*Aim of the task*
Rewrite the stretch from the line containing "Target = weathered stone wall" through the end of the records, putting "road surface" in place of "street pavement" and keeping everything else the same. Leave the pictures out of your answer.

Pointing records:
******************************

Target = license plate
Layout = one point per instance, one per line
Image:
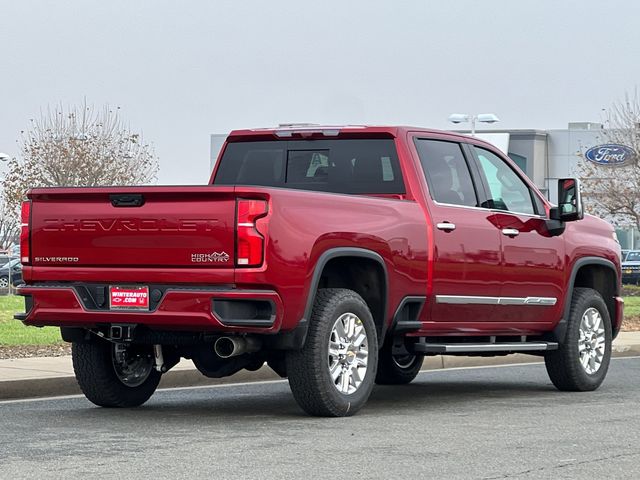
(129, 298)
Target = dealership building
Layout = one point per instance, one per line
(544, 155)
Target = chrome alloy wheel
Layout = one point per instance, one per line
(348, 353)
(131, 369)
(591, 344)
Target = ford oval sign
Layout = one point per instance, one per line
(610, 154)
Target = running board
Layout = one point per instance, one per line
(444, 348)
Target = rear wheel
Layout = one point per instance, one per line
(582, 360)
(115, 375)
(333, 374)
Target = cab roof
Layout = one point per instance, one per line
(313, 131)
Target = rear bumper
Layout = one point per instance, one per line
(179, 309)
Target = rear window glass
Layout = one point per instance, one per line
(339, 166)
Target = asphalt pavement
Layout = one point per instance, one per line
(483, 422)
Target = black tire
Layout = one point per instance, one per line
(397, 369)
(95, 372)
(563, 365)
(308, 368)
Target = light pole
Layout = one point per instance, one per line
(480, 117)
(5, 158)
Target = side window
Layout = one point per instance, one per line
(447, 172)
(507, 190)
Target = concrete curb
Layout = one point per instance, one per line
(66, 385)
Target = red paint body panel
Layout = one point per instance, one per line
(154, 244)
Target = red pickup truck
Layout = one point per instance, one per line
(340, 256)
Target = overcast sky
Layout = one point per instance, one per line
(181, 70)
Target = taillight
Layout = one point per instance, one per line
(25, 250)
(250, 249)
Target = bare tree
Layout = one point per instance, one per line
(613, 190)
(9, 226)
(78, 146)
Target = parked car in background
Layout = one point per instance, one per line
(11, 272)
(631, 267)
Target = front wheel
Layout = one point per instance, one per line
(333, 374)
(582, 360)
(115, 375)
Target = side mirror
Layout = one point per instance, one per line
(570, 206)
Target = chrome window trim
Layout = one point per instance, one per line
(481, 300)
(488, 209)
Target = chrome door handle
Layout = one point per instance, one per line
(446, 226)
(510, 232)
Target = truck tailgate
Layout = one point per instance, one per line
(167, 227)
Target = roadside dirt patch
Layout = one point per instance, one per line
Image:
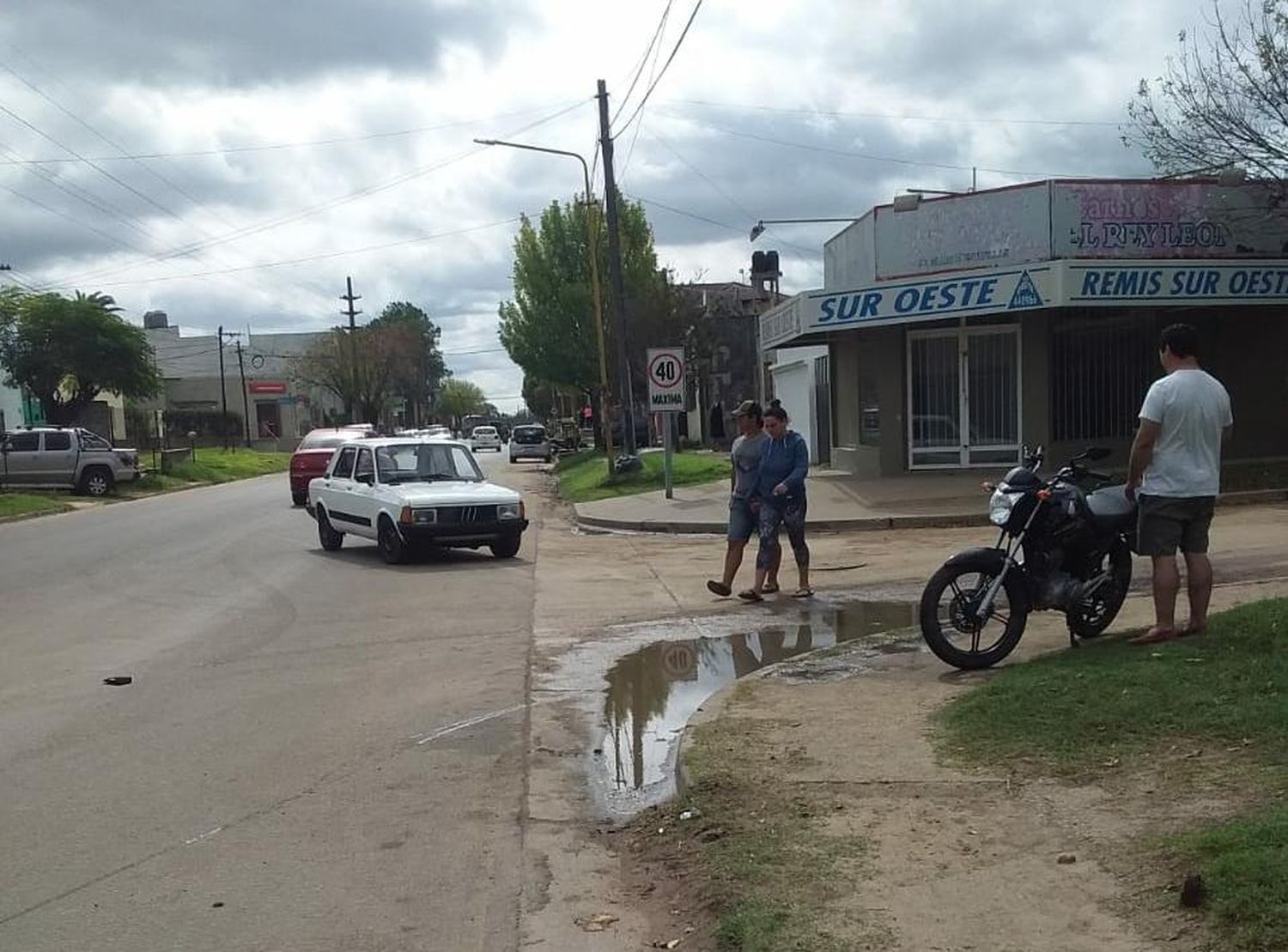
(847, 831)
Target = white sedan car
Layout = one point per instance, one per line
(404, 493)
(484, 438)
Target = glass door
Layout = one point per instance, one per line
(992, 396)
(935, 398)
(963, 397)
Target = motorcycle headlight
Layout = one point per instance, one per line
(1001, 506)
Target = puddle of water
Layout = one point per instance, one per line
(653, 692)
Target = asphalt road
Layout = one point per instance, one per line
(289, 768)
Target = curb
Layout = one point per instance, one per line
(872, 524)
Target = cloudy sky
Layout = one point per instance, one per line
(232, 161)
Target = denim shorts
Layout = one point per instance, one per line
(742, 521)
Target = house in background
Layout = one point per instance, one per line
(276, 404)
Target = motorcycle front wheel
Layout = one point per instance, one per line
(952, 629)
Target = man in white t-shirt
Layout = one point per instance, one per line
(1175, 473)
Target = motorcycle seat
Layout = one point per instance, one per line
(1110, 508)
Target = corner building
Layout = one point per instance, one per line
(963, 327)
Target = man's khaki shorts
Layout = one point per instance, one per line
(1171, 522)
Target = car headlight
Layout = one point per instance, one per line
(1001, 506)
(419, 517)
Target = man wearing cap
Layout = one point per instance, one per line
(746, 453)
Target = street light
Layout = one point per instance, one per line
(594, 281)
(759, 228)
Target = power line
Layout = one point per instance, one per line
(311, 258)
(120, 149)
(806, 255)
(324, 206)
(868, 157)
(639, 69)
(665, 66)
(278, 146)
(847, 113)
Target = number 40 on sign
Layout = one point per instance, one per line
(666, 379)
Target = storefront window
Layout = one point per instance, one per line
(1100, 368)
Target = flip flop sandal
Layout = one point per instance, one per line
(1156, 637)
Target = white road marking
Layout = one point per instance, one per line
(204, 836)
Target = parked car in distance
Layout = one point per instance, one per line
(484, 438)
(531, 442)
(58, 458)
(414, 493)
(314, 451)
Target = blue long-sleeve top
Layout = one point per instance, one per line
(785, 460)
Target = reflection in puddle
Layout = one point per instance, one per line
(653, 692)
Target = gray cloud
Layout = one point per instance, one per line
(244, 43)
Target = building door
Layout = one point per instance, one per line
(963, 397)
(823, 409)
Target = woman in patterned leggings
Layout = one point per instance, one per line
(781, 493)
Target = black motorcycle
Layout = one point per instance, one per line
(1066, 545)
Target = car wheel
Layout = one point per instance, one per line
(327, 537)
(392, 547)
(97, 481)
(505, 548)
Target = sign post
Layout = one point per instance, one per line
(666, 397)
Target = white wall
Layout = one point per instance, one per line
(10, 402)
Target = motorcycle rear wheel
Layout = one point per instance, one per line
(1094, 622)
(963, 584)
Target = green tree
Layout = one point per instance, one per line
(549, 327)
(1223, 100)
(386, 353)
(460, 398)
(67, 350)
(420, 376)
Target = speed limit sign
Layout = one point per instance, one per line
(666, 379)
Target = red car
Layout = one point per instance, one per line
(314, 451)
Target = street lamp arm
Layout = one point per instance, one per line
(585, 167)
(759, 228)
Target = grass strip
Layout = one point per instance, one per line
(584, 477)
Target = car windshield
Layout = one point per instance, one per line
(427, 463)
(327, 440)
(528, 434)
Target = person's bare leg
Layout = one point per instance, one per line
(772, 573)
(733, 561)
(1167, 584)
(1198, 583)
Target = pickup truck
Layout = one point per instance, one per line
(58, 458)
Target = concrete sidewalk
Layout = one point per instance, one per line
(837, 503)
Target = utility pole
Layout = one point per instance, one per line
(615, 276)
(223, 389)
(352, 409)
(241, 370)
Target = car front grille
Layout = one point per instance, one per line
(465, 516)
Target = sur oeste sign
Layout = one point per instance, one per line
(665, 379)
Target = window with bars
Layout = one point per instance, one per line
(1100, 368)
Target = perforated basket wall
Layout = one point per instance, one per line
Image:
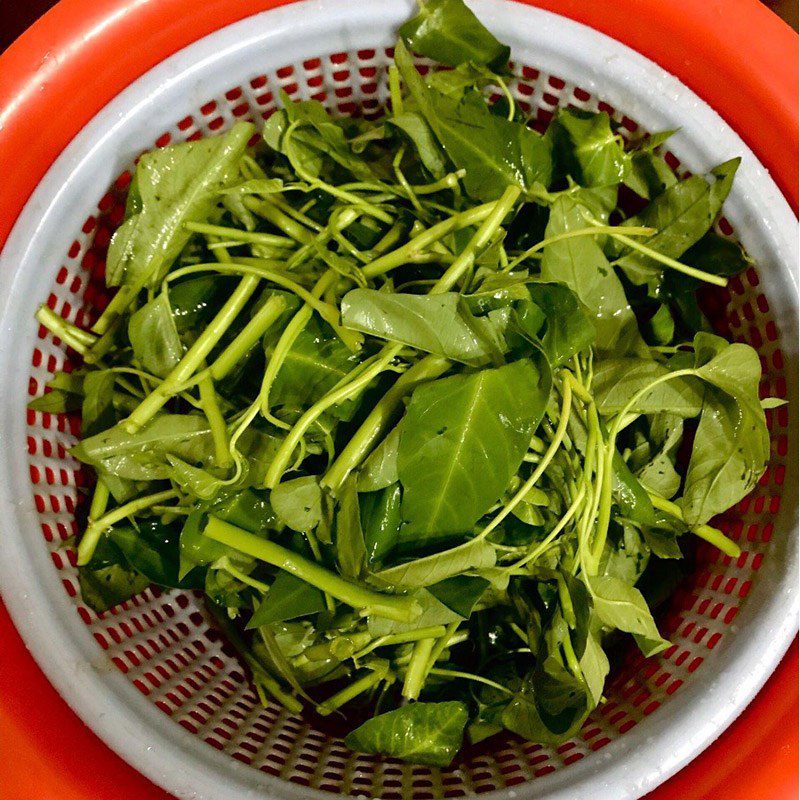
(164, 643)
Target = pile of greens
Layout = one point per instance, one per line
(405, 399)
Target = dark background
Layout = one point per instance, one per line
(17, 15)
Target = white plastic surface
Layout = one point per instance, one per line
(636, 760)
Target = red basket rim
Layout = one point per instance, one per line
(78, 56)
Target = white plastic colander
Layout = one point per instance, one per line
(152, 677)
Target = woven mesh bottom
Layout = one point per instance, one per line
(165, 644)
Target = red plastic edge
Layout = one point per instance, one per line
(734, 53)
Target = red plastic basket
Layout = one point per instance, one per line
(75, 60)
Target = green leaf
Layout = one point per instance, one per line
(717, 255)
(288, 598)
(195, 549)
(434, 612)
(379, 470)
(495, 152)
(553, 702)
(193, 481)
(662, 538)
(460, 593)
(594, 154)
(462, 440)
(108, 580)
(617, 380)
(414, 126)
(144, 455)
(380, 520)
(154, 337)
(681, 214)
(648, 174)
(439, 323)
(437, 567)
(626, 552)
(351, 550)
(317, 361)
(174, 185)
(152, 550)
(97, 410)
(731, 446)
(580, 264)
(629, 494)
(659, 474)
(448, 32)
(299, 503)
(420, 733)
(568, 328)
(622, 607)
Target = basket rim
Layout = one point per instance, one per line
(19, 613)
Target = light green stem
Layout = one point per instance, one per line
(79, 340)
(523, 490)
(219, 432)
(239, 235)
(288, 337)
(395, 607)
(270, 212)
(432, 631)
(377, 672)
(97, 527)
(468, 676)
(717, 280)
(260, 323)
(194, 357)
(710, 534)
(604, 508)
(487, 229)
(282, 458)
(88, 544)
(594, 230)
(379, 419)
(417, 668)
(419, 244)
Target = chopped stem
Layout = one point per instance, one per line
(395, 92)
(442, 642)
(545, 543)
(377, 672)
(281, 459)
(418, 668)
(604, 508)
(79, 340)
(419, 244)
(262, 270)
(270, 212)
(707, 277)
(379, 420)
(452, 673)
(195, 356)
(219, 432)
(260, 323)
(288, 337)
(523, 490)
(97, 527)
(237, 235)
(224, 563)
(395, 607)
(88, 544)
(594, 230)
(400, 638)
(710, 534)
(487, 229)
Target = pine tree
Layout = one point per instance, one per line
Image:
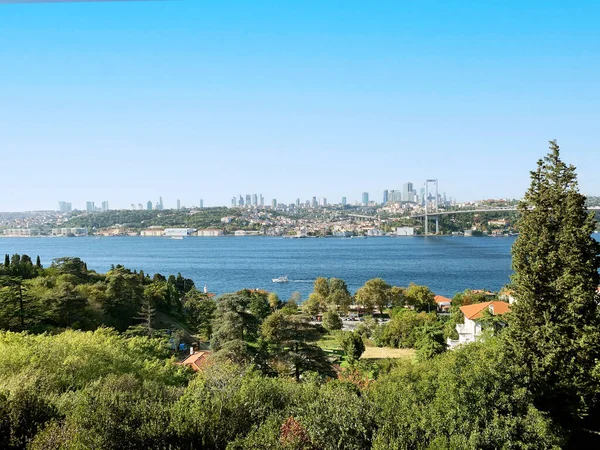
(554, 331)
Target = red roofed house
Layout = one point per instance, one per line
(196, 360)
(443, 303)
(470, 330)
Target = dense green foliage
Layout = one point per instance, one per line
(270, 385)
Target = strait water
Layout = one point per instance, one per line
(226, 264)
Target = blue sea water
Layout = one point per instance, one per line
(225, 264)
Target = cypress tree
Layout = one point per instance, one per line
(554, 330)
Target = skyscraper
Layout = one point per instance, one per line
(408, 194)
(64, 206)
(365, 198)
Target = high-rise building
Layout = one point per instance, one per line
(365, 198)
(64, 206)
(408, 193)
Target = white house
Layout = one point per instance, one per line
(470, 330)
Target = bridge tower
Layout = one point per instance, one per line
(437, 217)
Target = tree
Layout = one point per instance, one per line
(200, 310)
(339, 296)
(555, 329)
(312, 306)
(321, 287)
(353, 346)
(430, 343)
(293, 340)
(233, 321)
(420, 298)
(331, 321)
(374, 293)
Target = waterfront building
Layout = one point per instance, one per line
(21, 232)
(178, 231)
(153, 232)
(64, 206)
(210, 232)
(405, 231)
(69, 231)
(471, 329)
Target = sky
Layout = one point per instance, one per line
(190, 99)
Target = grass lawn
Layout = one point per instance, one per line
(387, 352)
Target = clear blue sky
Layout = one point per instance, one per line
(193, 99)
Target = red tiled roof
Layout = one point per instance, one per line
(476, 311)
(442, 299)
(196, 361)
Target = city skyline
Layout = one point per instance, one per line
(291, 102)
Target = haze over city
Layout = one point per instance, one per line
(127, 102)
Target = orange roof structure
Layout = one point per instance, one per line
(197, 360)
(476, 310)
(441, 299)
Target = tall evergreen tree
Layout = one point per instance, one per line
(555, 328)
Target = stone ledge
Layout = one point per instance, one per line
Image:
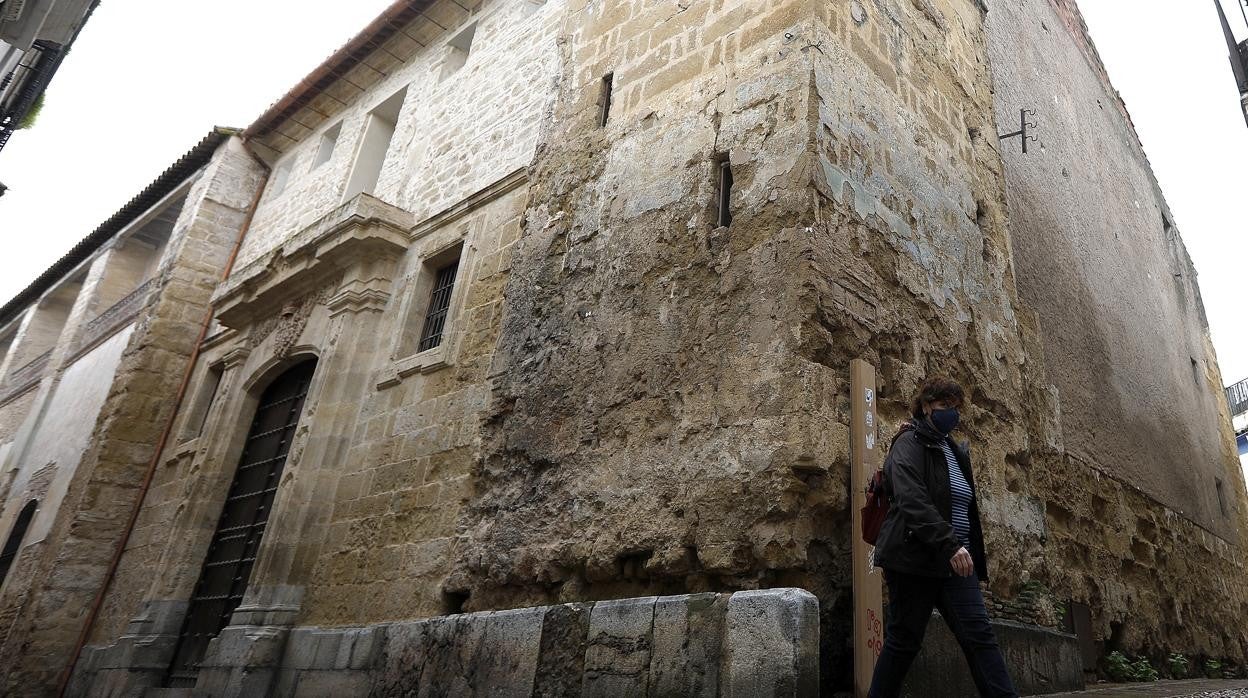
(1040, 661)
(759, 643)
(361, 229)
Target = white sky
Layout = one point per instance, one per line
(149, 78)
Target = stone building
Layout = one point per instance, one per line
(541, 305)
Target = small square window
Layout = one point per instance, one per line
(458, 50)
(328, 141)
(281, 174)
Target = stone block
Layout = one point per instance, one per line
(688, 641)
(1040, 661)
(301, 649)
(618, 649)
(562, 659)
(331, 684)
(771, 644)
(472, 654)
(327, 643)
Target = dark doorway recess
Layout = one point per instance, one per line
(241, 527)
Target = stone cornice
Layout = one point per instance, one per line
(361, 229)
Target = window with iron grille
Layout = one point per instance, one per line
(236, 543)
(439, 305)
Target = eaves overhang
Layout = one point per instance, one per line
(164, 185)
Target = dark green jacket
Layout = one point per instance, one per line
(917, 537)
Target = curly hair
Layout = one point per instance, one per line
(934, 390)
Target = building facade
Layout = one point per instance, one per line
(552, 302)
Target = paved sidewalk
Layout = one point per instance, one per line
(1191, 688)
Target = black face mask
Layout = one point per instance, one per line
(945, 420)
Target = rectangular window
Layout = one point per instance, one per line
(378, 134)
(281, 174)
(604, 101)
(725, 192)
(439, 305)
(458, 50)
(328, 141)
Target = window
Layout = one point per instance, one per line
(328, 140)
(13, 545)
(458, 50)
(724, 214)
(281, 174)
(378, 134)
(439, 305)
(604, 101)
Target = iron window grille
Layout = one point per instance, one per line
(439, 305)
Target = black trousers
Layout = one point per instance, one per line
(911, 599)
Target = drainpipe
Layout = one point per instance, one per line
(164, 438)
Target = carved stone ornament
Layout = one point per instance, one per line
(358, 232)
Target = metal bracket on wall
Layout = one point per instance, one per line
(1023, 126)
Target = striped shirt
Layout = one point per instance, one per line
(960, 490)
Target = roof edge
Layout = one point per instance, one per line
(161, 186)
(348, 56)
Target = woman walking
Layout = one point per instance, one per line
(931, 547)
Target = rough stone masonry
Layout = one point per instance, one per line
(670, 226)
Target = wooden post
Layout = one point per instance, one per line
(867, 582)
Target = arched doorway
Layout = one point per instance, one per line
(13, 545)
(241, 527)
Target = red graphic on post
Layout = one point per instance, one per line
(874, 632)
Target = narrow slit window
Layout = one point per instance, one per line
(13, 545)
(725, 192)
(439, 305)
(604, 101)
(328, 141)
(375, 146)
(458, 50)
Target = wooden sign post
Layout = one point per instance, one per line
(867, 582)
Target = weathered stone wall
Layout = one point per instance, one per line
(81, 538)
(633, 400)
(670, 408)
(1117, 502)
(456, 134)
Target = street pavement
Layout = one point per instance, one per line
(1191, 688)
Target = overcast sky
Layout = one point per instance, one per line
(149, 78)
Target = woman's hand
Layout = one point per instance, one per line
(962, 563)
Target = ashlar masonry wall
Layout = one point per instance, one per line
(1128, 496)
(457, 131)
(69, 568)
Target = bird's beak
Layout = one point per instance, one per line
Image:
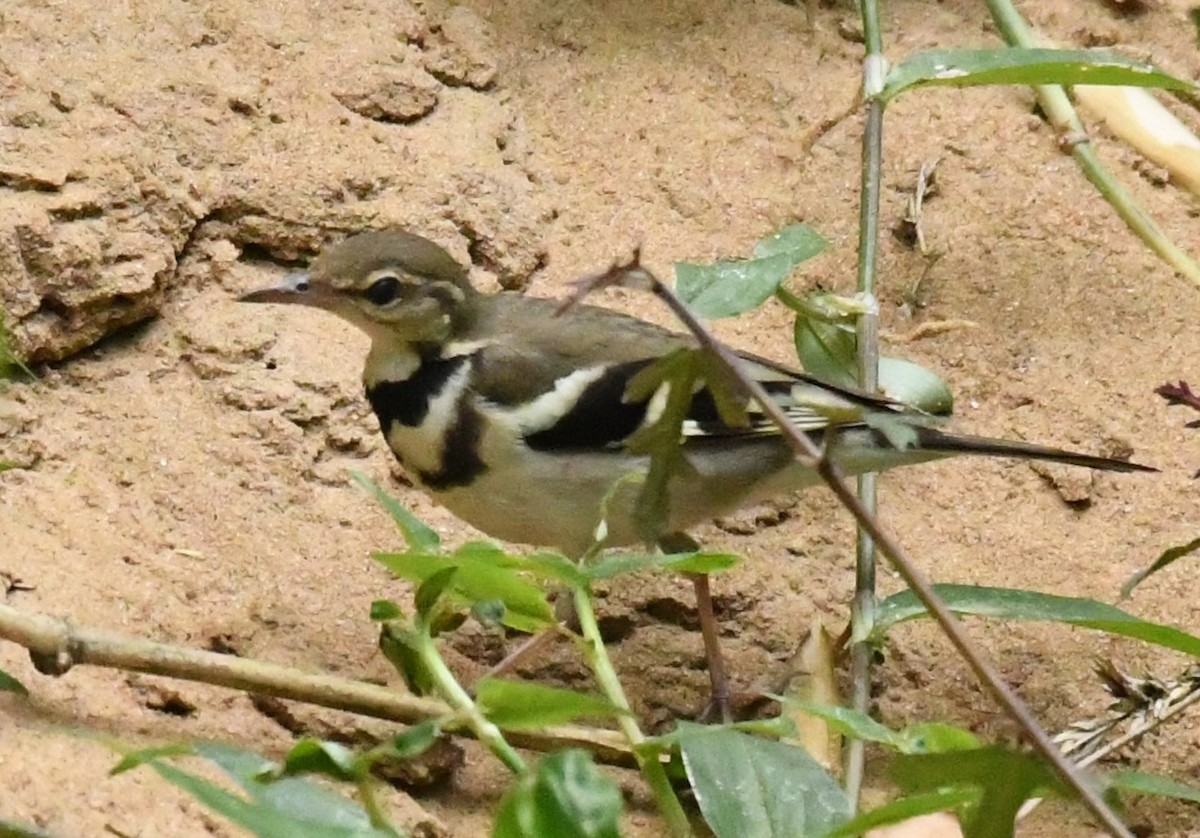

******************************

*Solution to this task*
Target = weathered stone wall
Layout = one point per instance, one per line
(81, 538)
(633, 400)
(670, 408)
(1117, 502)
(456, 134)
Target = road surface
Layout = one point per instance, one per line
(1191, 688)
Target = overcast sky
Layout = one point per instance, one per line
(149, 78)
Target = woman's hand
Layout = one point per instance, one per line
(962, 563)
Target = ashlar masonry wall
Layout = one point per instance, one per line
(1128, 496)
(457, 131)
(69, 568)
Target = bird's beak
Layout = one point per instance, one per line
Image:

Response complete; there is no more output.